_Text block_

KULTURA | FENOMENI
Dalibor FORETIĆ, theatre critic
HOME MADE THEATRE
The married couple Iva and Petar Mandić from Sarajevo have been creating plays in their apartment for two years now, in which they create a fantastic, surreal, poetic stage reality by combining masks and their own bodies
Only the journalistic tendency to start the story with the most bizarre, most astonishing fact justifies this beginning of the story of one theatre: there were two young people, they loved each other, got married, and then they decided to dedicate themselves to theatre, to create their own theatre. They did not find any social support, and they had (unlike many other young people) a slightly larger apartment. And in one larger room, they started experimenting, making masks and puppets, making costumes themselves, choosing music…
The story has been going on for two years now, it is happening in Sarajevo, which did not flinch much at its unusual fellow citizens. The protagonists of the story are called Iva Kostović-Mandić and Petar Mandić. She is a theatrologist, he a ballet dancer. They named their theatre Maska i Pokret. Last year they performed at MESS. They did not receive the official award. This year they are stuffed into the informative section. We say Sarajevo doesn’t like them much, and maybe it doesn’t understand them, even though they are doing the most authentic theatre that has happened in that city in the last ten years. But that’s why they love them in Amsterdam. No one is a prophet in his village…
Two years of work, two plays. Forty minutes each. First, Somebody has killed the Play is ambiguous and hard to explain, like any real poetry. Through the character of the puppet Agava, the Mandić’s actually embody the eternal call of a poetic nature: sublime, beautiful, supple, plucked by people, beheaded, buried with all honours and then betrayed, poetry, seen through the ironic sidetracks of life and faced with death, remains what it is, spiritual, the metaphysical constant of every existence.
Already in that first play, the Mandić’s expressed their theatrical manifesto: a belief in the poetic essence of theatre, in the challenge of its eternal mystery, by not using a word but what is at the very core of theatrical origins – mask, music, movement.
If their first play is shrouded in a veil of metaphysics, if it follows what poetry was and is, their second play, Mme Leopoldine’s Memoires, focuses on a psychological descent into dramatic secrets of life: loneliness, a cruel lack of love, selfishness which leads the human being towards the ritualisation of his own life and towards ultimate plunge into his own ego.
The poetic weft of both plays is obvious, but they are eminently dramatic poetry: although they do not utter a single word in these two plays, they develop and complete a purely dramatic form with other, inexhaustible theatrical means.

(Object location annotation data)
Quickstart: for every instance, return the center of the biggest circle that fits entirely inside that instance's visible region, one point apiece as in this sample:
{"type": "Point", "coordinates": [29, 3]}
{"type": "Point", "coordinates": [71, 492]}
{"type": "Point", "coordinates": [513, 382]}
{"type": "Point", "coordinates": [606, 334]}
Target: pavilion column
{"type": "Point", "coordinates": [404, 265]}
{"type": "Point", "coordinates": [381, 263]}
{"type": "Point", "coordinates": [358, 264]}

_Set exercise A_
Drawing on the review of the Mandićs' home theatre, explain in one to three sentences why the couple began creating their theatre in their apartment.
_Set exercise B_
Carry the review of the Mandićs' home theatre forward from its final sentence.
The data are not required for the tasks that are set here.

_Exercise response A_
They found no social support for their theatre. Unlike many other young people, they had a slightly larger apartment, so they began experimenting in one of its larger rooms.

_Exercise response B_
This is how the Mandić couple with self-denial and from their theatrical home theatre achieves an autochthonous stage expression but also opens, not only on a Yugoslav scale, some new theatrical possibilities. The poeticity of the utterance and the consistency of the concept take them further than those often stuttering avant-garde attempts in which word avoidance was often a protruding dogma unsubstituted with anything else, more true, more vivid, more scenically relevant.
The formal perfection of Maska i Pokret theatre performances gives full dignity to their only seemingly modest and lapidary theatrical attempts. In the technique of their stage expression, fascinates in fact the most that at no point do they try to deceive the viewer with any illusion, and on stage these two people in the heat of the play still create a wonderful poetic world: neither mask, nor movement, nor music, nor puppets have semantic autonomy in their performances, only by intertwining their expressive possibilities, a new, uncopied from reality, but therefore exactly deeper stage reality is being realised.
With the Maska i Pokret Theatre, the theatre went in an unexplored direction beyond the touching simplicity of Peter Schumann and his “bread and puppet.” And in assembling a new stage reality, the two young Sarajevo theatre artists may be on the trail of that stage miracle that Craig once called an “Übermarionette”.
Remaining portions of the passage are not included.